§ EXTRACTED MATERIAL
--*--
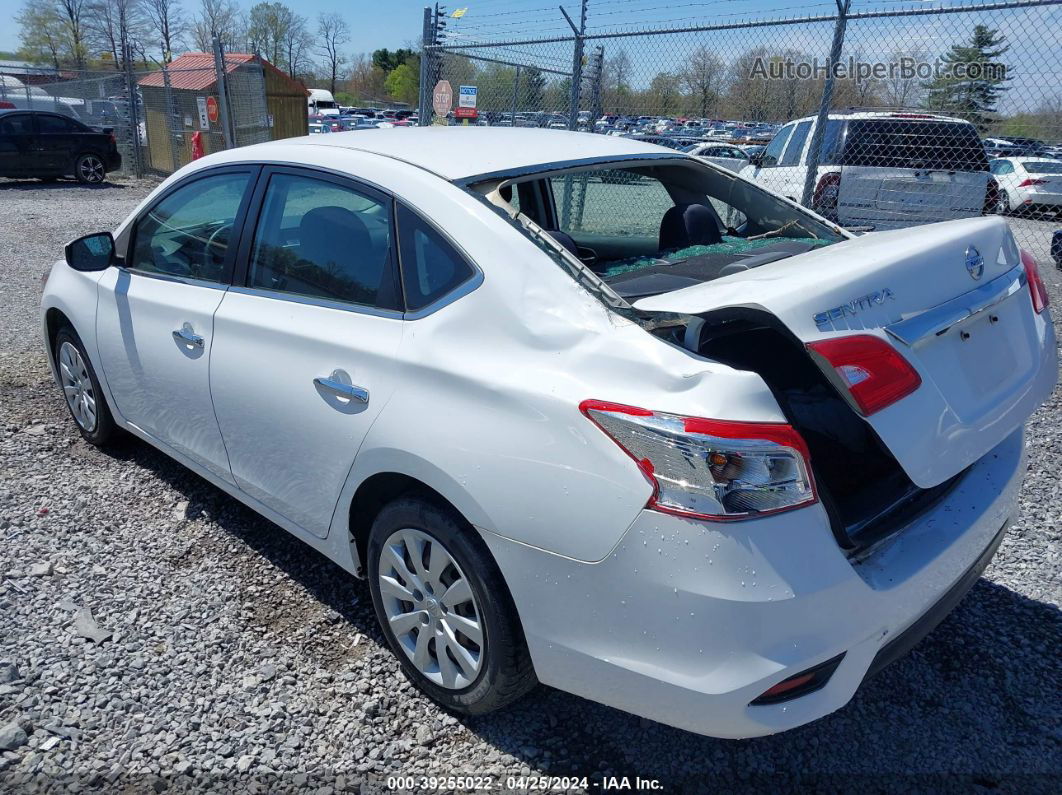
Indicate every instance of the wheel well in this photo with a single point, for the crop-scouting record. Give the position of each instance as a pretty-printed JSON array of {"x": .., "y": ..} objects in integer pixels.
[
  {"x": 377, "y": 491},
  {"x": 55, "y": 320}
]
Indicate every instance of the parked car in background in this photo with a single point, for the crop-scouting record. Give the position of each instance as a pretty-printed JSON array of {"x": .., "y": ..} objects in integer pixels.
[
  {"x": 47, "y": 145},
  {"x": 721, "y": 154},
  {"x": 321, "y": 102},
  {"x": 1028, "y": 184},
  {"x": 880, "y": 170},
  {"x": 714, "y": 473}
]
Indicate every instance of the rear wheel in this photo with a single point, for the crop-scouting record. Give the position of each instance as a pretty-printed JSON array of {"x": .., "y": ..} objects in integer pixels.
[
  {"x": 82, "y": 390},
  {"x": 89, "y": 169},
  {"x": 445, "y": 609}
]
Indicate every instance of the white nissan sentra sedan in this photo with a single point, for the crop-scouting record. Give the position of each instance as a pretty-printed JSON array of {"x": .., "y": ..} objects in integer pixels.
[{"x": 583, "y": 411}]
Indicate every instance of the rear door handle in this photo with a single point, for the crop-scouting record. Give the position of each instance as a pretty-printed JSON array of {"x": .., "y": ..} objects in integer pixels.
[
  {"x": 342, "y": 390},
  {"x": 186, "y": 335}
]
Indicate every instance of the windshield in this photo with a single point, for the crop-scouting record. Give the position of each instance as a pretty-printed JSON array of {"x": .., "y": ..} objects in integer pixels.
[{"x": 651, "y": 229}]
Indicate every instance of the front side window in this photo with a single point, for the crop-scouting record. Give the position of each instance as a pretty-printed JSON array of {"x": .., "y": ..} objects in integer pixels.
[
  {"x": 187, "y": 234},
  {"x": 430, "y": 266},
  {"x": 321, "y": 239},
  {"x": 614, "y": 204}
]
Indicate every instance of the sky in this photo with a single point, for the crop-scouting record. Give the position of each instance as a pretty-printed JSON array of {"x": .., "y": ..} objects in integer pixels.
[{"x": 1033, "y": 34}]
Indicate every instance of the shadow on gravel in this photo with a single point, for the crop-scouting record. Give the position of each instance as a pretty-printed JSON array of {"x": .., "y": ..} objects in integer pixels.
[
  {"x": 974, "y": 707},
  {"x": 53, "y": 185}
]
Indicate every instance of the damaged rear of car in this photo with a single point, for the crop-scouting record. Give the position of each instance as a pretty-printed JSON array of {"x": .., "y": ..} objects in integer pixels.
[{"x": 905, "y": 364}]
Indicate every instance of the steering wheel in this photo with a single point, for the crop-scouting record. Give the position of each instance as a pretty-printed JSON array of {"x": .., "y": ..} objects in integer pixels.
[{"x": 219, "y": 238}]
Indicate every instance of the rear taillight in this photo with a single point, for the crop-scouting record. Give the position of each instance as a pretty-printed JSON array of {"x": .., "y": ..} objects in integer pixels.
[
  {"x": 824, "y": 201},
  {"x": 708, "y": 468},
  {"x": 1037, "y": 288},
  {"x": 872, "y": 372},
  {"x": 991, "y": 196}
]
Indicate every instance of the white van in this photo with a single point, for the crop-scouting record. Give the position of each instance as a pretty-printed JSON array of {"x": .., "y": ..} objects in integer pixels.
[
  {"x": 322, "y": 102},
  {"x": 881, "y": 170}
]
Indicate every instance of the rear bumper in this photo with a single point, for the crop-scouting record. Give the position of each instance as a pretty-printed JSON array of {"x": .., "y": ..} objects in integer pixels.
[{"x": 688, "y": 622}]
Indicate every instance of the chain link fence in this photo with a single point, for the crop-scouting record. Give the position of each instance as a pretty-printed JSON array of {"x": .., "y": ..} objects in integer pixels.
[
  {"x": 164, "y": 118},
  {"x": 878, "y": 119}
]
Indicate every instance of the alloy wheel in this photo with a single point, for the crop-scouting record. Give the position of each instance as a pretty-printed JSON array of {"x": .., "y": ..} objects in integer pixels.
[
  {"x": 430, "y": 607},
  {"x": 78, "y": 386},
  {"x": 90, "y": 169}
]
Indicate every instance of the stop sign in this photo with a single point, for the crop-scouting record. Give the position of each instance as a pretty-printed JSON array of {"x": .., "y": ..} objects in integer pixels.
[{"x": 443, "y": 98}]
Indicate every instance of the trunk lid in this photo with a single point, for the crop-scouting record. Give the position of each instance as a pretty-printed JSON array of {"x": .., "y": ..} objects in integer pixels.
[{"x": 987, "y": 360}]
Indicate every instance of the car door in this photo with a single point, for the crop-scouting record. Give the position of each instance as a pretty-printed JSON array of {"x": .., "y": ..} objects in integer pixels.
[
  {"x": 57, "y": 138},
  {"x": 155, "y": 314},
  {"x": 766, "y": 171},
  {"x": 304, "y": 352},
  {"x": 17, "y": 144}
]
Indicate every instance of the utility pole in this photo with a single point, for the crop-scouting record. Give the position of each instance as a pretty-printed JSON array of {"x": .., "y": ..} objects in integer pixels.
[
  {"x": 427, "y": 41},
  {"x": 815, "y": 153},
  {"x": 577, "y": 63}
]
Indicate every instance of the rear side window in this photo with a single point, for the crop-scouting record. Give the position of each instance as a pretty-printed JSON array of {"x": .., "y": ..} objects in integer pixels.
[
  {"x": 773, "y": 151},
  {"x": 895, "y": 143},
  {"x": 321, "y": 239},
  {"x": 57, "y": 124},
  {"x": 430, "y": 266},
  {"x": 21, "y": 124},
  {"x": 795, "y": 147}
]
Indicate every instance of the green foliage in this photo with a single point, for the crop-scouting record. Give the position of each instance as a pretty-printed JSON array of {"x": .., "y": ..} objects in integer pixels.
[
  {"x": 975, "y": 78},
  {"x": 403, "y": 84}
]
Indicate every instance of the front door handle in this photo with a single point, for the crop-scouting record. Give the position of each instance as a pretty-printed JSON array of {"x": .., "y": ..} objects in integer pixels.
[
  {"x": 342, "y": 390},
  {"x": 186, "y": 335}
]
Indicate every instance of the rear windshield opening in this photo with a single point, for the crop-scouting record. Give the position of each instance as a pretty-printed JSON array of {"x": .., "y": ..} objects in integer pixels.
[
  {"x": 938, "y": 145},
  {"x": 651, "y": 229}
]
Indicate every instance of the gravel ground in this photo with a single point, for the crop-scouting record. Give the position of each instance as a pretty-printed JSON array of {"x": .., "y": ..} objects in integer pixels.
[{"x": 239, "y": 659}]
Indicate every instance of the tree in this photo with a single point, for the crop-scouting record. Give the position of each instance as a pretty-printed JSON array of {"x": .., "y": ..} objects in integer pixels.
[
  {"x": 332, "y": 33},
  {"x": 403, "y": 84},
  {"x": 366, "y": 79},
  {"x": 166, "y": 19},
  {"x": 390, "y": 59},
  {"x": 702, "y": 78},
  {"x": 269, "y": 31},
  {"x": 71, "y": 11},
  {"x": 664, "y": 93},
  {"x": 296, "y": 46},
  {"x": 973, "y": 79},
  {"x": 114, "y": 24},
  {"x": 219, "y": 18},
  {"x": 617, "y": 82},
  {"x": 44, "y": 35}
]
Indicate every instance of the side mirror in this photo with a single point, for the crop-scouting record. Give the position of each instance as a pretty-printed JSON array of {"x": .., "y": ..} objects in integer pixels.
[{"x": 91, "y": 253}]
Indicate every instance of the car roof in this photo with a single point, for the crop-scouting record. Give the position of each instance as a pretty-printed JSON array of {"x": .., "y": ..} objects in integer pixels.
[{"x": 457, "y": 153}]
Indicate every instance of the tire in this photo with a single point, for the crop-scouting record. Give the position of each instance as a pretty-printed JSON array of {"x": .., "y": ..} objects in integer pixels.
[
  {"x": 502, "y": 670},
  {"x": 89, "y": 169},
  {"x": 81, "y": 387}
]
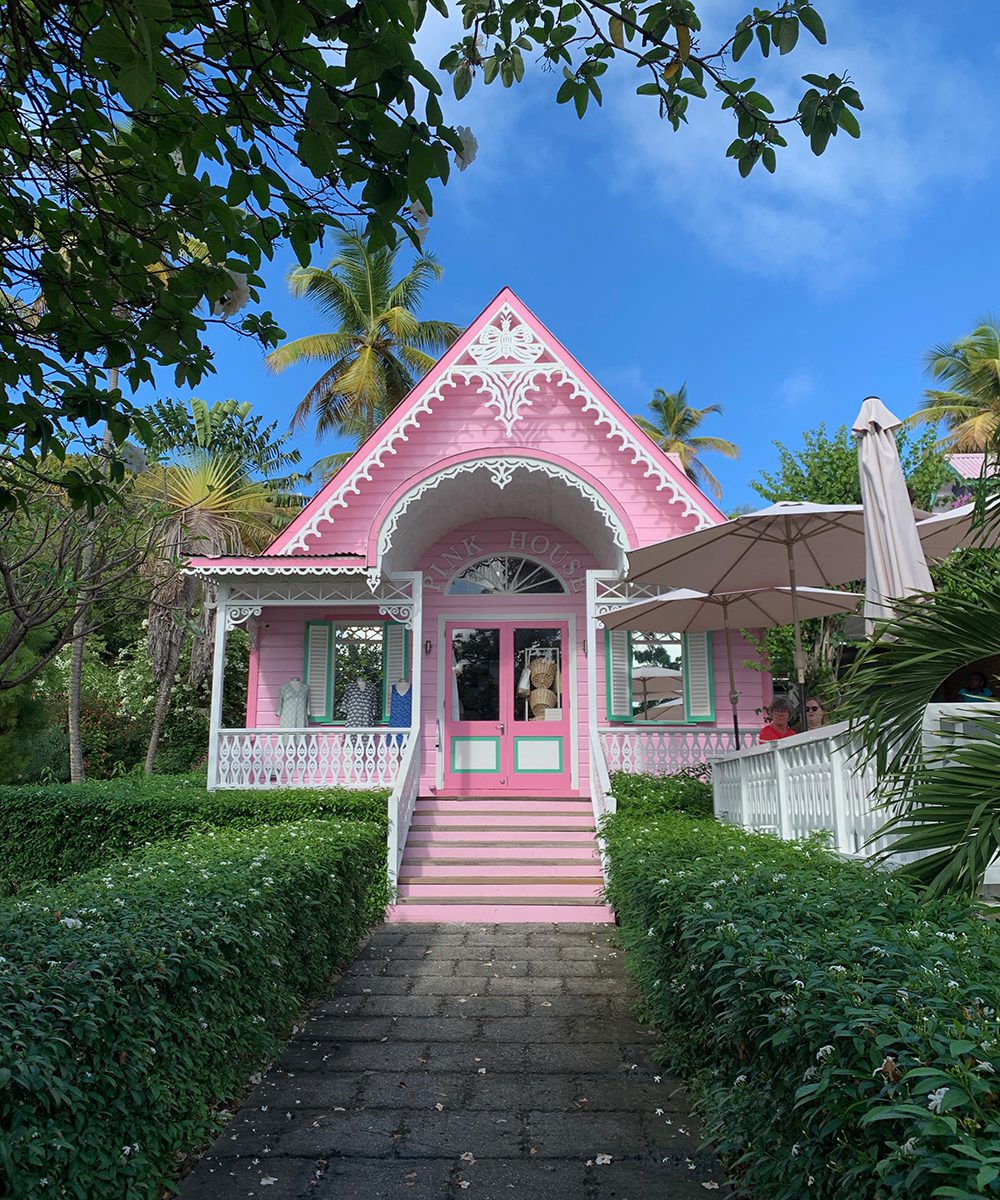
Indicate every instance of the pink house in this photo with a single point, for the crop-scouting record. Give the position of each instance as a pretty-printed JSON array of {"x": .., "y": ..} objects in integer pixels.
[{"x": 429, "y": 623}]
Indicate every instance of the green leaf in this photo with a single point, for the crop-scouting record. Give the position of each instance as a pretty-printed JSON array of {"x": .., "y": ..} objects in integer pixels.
--*--
From the line containing "Indicate every instance of the car roof" through the last line of the records, both included, output those lines exactly and nothing else; skip the pictures.

Indicate every instance of the car roof in this photo with a single point, for the crop-scouting record. Give the position of each instance as a pretty-printed JSON array of {"x": .., "y": ..} objects in integer pixels.
[{"x": 457, "y": 153}]
Indicate every instance of the tire in this photo with a single point, for the crop-scouting record. Give the position of each instance as a pretty-printed JSON array of {"x": .., "y": ..} objects in integer pixels.
[
  {"x": 502, "y": 670},
  {"x": 89, "y": 169},
  {"x": 81, "y": 387}
]
Indicate every instance of the pink house in this photo with a single point, for the crop-scouting record. Give the position of each instance as a pretty-printed JSON array of {"x": .., "y": ..} objects in integer pixels.
[{"x": 429, "y": 623}]
Indicate every instance of the green leaf in this photo with a single point, for the crop-scouting record. Give the position of each instance as a pretty-printed JSON array of {"x": .., "y": ..} objects in integer pixels.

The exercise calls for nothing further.